Task to complete
Could you output each line of the data that follows exactly?

Source records
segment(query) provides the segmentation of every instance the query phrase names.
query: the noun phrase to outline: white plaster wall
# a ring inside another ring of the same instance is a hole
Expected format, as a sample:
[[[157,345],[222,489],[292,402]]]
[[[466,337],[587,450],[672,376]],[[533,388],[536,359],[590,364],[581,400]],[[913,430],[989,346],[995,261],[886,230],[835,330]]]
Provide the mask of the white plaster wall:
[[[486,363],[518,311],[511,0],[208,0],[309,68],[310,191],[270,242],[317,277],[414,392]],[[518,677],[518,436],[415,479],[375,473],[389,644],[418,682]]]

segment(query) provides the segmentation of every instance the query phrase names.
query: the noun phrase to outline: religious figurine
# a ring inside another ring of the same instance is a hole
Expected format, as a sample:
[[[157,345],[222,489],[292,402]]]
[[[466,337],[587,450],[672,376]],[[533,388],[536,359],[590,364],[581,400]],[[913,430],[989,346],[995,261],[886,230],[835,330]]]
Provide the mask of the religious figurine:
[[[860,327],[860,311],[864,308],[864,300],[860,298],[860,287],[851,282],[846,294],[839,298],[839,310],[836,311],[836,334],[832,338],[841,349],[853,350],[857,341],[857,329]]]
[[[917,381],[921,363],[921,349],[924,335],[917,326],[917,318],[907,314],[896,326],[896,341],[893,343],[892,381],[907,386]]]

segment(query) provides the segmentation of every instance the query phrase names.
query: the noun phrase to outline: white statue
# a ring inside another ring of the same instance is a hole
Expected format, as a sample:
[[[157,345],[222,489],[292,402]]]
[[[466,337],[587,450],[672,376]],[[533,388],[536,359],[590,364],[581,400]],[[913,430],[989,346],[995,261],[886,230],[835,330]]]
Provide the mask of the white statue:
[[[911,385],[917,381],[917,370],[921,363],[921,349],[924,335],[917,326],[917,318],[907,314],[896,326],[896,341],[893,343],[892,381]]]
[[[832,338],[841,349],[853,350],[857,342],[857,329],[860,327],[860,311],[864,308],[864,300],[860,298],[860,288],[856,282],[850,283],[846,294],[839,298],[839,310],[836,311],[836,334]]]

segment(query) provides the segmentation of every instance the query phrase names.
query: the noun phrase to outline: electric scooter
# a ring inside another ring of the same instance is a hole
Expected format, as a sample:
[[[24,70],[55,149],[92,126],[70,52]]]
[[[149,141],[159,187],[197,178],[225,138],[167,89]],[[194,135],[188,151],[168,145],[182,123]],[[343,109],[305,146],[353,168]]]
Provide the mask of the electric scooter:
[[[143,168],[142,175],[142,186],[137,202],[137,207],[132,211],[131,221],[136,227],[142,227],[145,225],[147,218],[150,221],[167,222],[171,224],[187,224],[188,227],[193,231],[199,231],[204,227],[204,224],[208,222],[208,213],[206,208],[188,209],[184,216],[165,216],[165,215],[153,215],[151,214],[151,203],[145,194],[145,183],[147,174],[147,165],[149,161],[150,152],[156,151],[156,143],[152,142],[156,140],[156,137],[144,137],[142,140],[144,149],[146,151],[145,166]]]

Result of this exercise
segment(query) provides the segmentation of every instance the query phrase names.
query: the noun phrase to outline: white plaster wall
# a ring inside another ring of the same instance is a hole
Expected format, as a sample:
[[[157,345],[222,489],[292,402]]]
[[[466,337],[587,450],[672,376]],[[533,388],[536,359],[590,364],[581,400]],[[913,430],[989,346],[995,261],[886,230],[835,330]]]
Provide the mask of the white plaster wall:
[[[486,363],[518,311],[511,0],[208,0],[309,68],[310,191],[270,242],[317,277],[414,392]],[[518,677],[518,436],[415,479],[375,473],[389,644],[418,682]]]

segment(query) provides the segmentation of every instance the query phrase names.
query: the noun phrase to outline: religious figurine
# a ring inside another ring of the same instance is a hole
Expected format, as a sample:
[[[157,345],[222,489],[292,402]]]
[[[466,337],[587,450],[672,376]],[[533,388],[536,359],[590,364],[581,400]],[[913,430],[989,346],[995,261],[886,230],[835,330]]]
Provide the mask of the religious figurine:
[[[860,327],[860,311],[864,308],[864,300],[860,298],[860,287],[851,282],[846,294],[839,298],[839,310],[836,311],[836,334],[832,338],[841,349],[853,350],[857,341],[857,329]]]
[[[917,381],[921,363],[921,349],[924,335],[917,326],[917,318],[907,314],[896,326],[896,341],[893,343],[892,381],[907,386]]]

segment(query) provides the segmentation of every instance the query phrase names.
query: the noun phrase to outline: white statue
# a ring inside another ring of the same instance is a hole
Expected format, as a sample:
[[[157,345],[222,489],[292,402]]]
[[[466,337],[587,450],[672,376]],[[533,388],[536,359],[590,364],[581,400]],[[913,430],[989,346],[995,261],[886,230],[835,330]]]
Provide the mask of the white statue:
[[[911,385],[917,381],[917,370],[921,363],[921,349],[924,335],[917,326],[917,318],[907,314],[896,326],[896,341],[893,343],[892,381]]]
[[[832,338],[841,349],[853,350],[857,342],[857,329],[860,327],[860,311],[864,308],[864,300],[860,298],[860,288],[856,282],[850,283],[846,294],[839,298],[839,310],[836,311],[836,334]]]

segment(query) provides the segmentation of every instance the query phrase names.
query: the noun phrase to outline: electric scooter
# a ring inside another ring of the same instance is a hole
Expected format, as a sample:
[[[24,70],[55,149],[92,126],[70,52]]]
[[[149,141],[159,187],[197,178],[225,138],[167,89]],[[194,135],[188,151],[168,145],[182,123]],[[343,109],[305,146],[353,168]]]
Provide the mask of the electric scooter:
[[[143,168],[142,175],[142,186],[137,202],[137,207],[132,211],[131,221],[136,227],[142,227],[145,225],[147,218],[150,221],[167,222],[171,224],[187,224],[188,227],[193,231],[199,231],[204,227],[204,224],[208,222],[208,213],[206,208],[188,209],[184,216],[165,216],[165,215],[153,215],[151,214],[151,203],[145,194],[145,183],[147,174],[147,165],[149,161],[150,152],[156,151],[156,143],[152,142],[156,140],[156,137],[144,137],[142,140],[144,149],[146,151],[145,166]]]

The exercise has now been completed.